What you should do → Retype the items exactly as they appear, from the very start through the line that contains "[[6, 15, 51, 93], [580, 13, 609, 71]]".

· · · · · · ·

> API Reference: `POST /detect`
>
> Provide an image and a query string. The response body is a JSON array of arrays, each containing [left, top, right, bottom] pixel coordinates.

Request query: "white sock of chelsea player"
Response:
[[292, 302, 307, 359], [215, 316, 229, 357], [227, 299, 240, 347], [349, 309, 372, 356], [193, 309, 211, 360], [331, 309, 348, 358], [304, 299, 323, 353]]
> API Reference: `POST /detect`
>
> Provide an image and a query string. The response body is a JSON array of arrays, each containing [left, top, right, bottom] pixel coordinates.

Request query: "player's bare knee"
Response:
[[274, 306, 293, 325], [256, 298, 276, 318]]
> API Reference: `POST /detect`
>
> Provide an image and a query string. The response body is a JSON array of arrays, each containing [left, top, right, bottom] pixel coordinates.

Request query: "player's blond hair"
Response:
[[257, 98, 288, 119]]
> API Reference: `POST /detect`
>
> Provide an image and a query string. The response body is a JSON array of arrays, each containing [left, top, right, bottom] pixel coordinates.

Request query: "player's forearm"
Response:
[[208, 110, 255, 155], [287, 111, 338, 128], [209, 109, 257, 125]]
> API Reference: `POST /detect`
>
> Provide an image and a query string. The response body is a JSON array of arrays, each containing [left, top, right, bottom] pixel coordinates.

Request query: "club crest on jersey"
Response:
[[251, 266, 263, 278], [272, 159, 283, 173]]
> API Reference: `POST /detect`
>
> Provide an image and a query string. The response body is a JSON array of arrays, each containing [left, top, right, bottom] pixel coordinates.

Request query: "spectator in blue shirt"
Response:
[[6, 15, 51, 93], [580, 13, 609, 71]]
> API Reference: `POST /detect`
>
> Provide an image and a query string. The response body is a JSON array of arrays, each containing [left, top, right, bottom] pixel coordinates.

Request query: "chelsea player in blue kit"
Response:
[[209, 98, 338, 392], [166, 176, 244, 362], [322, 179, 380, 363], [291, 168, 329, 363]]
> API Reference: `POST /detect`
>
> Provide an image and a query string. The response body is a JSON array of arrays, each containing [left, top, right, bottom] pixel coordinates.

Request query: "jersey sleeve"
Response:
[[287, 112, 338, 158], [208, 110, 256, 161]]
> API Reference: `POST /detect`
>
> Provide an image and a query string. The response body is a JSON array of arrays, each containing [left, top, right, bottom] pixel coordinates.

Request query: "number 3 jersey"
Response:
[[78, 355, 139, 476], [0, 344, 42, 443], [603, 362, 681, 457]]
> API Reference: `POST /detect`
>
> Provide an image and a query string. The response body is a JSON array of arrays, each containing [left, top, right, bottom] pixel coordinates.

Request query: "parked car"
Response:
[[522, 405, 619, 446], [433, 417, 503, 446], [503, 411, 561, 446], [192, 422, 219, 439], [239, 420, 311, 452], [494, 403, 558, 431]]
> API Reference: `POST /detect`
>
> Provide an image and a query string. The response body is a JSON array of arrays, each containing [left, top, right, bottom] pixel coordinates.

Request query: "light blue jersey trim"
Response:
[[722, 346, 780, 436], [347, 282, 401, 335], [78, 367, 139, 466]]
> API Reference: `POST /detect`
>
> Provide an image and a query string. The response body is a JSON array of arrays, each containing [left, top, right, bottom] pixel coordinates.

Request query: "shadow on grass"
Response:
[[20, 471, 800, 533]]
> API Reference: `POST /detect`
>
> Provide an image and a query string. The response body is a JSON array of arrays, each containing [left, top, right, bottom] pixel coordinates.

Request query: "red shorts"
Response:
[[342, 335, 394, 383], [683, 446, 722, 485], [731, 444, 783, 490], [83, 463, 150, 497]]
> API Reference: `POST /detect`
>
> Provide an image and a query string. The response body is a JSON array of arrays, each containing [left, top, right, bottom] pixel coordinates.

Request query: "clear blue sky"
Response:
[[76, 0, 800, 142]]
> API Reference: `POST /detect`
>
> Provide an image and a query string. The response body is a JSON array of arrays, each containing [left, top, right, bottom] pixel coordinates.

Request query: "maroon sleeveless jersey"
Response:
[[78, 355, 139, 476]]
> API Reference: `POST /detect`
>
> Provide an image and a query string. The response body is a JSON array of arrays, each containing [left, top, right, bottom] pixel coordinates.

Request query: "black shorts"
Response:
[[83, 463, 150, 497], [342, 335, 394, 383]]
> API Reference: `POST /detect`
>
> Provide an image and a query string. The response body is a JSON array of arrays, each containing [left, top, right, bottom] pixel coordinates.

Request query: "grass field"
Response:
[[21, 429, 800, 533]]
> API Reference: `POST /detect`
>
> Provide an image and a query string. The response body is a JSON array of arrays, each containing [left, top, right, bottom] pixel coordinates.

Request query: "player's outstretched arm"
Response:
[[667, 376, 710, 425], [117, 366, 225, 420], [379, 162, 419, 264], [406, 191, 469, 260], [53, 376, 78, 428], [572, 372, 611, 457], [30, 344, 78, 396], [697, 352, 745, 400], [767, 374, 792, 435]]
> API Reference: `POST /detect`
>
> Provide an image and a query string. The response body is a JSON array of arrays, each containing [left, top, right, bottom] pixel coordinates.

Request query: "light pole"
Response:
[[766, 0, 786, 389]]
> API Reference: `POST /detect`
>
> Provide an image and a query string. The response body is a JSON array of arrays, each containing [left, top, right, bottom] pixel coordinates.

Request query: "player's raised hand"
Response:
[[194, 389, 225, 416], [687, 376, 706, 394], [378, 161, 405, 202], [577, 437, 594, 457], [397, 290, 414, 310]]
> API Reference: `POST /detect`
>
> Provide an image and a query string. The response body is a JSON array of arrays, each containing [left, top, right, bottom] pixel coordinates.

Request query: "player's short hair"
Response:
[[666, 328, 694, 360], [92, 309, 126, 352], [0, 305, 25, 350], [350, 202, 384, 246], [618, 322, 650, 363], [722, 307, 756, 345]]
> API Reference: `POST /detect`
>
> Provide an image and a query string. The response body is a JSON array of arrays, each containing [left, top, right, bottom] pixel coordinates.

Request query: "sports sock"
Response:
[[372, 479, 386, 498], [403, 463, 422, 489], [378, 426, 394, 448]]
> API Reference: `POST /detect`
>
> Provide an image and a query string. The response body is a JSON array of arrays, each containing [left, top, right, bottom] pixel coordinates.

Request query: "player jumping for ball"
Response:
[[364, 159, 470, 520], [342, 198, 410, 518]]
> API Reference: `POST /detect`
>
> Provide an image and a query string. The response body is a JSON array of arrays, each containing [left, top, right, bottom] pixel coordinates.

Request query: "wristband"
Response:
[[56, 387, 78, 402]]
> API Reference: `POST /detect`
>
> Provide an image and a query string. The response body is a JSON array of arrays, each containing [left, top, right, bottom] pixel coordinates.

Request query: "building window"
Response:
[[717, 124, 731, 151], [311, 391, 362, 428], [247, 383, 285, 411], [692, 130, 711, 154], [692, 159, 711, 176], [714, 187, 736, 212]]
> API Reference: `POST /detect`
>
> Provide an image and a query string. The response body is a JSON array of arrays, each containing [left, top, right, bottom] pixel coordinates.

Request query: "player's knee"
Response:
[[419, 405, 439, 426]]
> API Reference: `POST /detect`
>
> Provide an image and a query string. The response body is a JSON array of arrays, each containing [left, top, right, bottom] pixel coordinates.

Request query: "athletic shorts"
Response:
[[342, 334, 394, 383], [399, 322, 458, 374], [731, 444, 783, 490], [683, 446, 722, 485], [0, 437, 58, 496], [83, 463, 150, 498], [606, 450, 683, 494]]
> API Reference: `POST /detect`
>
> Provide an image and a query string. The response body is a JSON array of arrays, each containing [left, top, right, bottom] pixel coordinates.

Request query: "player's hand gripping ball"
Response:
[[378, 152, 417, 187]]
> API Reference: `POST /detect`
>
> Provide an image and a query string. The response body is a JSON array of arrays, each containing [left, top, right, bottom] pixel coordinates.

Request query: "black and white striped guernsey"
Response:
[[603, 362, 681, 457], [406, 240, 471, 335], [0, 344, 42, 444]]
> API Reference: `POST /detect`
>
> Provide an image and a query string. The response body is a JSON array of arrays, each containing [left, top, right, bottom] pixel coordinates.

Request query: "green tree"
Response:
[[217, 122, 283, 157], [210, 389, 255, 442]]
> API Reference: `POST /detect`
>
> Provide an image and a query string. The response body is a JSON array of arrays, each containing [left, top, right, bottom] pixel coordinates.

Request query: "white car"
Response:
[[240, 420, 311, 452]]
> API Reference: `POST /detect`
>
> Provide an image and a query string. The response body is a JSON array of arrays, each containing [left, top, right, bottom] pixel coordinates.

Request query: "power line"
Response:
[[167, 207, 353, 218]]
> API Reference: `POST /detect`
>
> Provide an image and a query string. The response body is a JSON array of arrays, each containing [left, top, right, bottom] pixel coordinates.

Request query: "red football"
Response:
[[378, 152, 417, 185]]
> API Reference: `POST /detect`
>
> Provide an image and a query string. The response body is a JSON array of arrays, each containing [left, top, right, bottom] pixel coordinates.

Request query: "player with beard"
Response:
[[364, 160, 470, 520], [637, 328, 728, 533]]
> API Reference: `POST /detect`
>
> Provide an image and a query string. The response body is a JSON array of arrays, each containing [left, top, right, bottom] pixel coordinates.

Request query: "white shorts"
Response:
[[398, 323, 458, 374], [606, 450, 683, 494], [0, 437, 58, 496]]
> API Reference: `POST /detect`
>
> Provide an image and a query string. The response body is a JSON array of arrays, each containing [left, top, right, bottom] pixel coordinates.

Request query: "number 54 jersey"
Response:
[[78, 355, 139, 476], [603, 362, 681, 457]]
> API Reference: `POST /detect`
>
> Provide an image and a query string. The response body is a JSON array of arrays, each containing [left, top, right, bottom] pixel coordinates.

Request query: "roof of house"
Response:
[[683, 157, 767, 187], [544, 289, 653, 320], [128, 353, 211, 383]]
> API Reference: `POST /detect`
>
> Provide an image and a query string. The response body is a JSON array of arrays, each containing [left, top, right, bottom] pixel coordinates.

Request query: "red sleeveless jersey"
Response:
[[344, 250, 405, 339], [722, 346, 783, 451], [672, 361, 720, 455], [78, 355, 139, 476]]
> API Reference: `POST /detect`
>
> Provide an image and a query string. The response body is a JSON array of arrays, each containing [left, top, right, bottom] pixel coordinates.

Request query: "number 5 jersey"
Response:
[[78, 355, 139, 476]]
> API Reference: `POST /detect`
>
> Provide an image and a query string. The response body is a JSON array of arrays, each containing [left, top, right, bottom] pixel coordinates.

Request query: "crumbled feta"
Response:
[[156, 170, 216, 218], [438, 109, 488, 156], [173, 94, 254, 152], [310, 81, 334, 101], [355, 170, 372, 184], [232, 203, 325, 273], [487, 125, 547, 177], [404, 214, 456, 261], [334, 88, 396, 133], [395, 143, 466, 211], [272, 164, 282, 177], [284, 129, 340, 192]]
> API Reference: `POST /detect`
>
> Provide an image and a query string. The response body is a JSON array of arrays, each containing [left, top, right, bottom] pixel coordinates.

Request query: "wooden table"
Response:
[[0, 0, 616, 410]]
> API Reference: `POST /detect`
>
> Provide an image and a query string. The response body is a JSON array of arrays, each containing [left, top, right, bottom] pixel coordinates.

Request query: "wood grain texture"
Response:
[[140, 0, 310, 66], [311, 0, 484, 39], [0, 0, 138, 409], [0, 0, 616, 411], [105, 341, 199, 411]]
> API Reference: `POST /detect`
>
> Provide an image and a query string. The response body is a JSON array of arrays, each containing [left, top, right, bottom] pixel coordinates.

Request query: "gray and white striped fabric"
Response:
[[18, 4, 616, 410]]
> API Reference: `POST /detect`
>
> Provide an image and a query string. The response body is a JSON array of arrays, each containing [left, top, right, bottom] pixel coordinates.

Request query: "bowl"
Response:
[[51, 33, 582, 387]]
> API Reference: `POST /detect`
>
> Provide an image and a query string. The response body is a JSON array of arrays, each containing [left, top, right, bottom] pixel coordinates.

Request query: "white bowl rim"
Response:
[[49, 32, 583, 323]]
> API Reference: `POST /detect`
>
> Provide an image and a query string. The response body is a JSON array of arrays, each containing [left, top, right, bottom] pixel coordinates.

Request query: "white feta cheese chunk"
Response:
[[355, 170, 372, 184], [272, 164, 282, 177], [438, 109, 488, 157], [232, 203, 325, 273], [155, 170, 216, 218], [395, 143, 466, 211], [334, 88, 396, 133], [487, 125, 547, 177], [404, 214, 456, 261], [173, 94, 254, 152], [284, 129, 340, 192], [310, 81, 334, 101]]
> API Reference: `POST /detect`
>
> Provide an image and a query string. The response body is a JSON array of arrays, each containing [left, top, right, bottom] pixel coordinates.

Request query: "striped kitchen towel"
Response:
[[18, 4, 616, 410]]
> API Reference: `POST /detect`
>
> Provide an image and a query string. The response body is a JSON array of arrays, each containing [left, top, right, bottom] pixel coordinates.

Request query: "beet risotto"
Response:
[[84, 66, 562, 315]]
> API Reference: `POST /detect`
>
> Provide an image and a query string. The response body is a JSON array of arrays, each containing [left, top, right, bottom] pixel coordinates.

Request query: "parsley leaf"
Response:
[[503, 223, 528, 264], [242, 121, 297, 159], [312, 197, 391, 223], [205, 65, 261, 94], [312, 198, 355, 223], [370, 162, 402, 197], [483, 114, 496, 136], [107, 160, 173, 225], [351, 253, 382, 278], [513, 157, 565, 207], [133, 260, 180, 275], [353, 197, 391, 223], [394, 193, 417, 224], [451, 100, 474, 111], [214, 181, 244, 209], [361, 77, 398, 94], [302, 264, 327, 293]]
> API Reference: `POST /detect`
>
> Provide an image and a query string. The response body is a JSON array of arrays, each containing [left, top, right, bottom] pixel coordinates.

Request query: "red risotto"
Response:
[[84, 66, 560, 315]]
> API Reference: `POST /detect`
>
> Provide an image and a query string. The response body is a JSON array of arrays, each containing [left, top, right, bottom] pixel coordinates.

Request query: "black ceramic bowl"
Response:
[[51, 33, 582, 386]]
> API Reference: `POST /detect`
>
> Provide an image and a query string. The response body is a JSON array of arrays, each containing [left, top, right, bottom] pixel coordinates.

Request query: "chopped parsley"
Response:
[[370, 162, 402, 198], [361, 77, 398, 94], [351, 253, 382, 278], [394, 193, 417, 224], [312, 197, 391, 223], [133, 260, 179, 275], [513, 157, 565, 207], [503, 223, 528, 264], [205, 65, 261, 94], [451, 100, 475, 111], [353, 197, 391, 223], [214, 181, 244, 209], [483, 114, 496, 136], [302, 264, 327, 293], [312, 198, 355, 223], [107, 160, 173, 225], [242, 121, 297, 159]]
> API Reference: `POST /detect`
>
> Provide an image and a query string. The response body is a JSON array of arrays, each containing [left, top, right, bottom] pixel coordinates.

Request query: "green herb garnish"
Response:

· · · · · · ·

Exercise result →
> API Reference: `POST /detect`
>
> Provide an image and a query string. The response body is a JSON array of arrays, each containing [left, top, right, bottom] pixel coordinates.

Request query: "white sock of chelsea player"
Response:
[[292, 302, 307, 359], [215, 316, 229, 357], [227, 299, 240, 347], [349, 309, 372, 356], [193, 309, 211, 360], [331, 309, 348, 358], [304, 299, 323, 353]]
> API Reference: `POST /detect`
>
> Provide an image and a query string. The response body is a JSON array of arrays, each containing [left, top, right, bottom] pixel coordinates.

Request query: "player's bare knee"
Response:
[[274, 306, 293, 325], [256, 298, 276, 318]]
> API Reference: `POST /detect`
>
> Provide an image and a query string. The response body is a JSON array of arrays, each containing [left, top, right, bottom] pixel coordinates.

Request query: "player's blond hair"
Response:
[[257, 98, 288, 119]]
> API Reference: `POST /detect`
>
> Provide an image and a query string. The response body is a JSON array of arrays, each containing [left, top, right, bottom] pixel coordinates.

Request query: "player's forearm"
Response:
[[208, 110, 255, 155], [287, 111, 338, 128], [209, 109, 257, 125]]
> API Reference: `POST /detect`
>
> Provide an image and a query string. The response body is a JSON array of arrays, each containing [left, top, right, bottom] pixel coordinates.

Request query: "club crest on jersey"
Response:
[[251, 266, 263, 278], [272, 159, 283, 173]]
> API Reference: `POST /detect`
>
> Provide an image and a query string. The response body is a JSON array of arrays, each containing [left, top, right, bottom] pixel coordinates.

Request query: "spectator in blue shirt"
Response:
[[6, 15, 51, 93], [580, 13, 609, 71]]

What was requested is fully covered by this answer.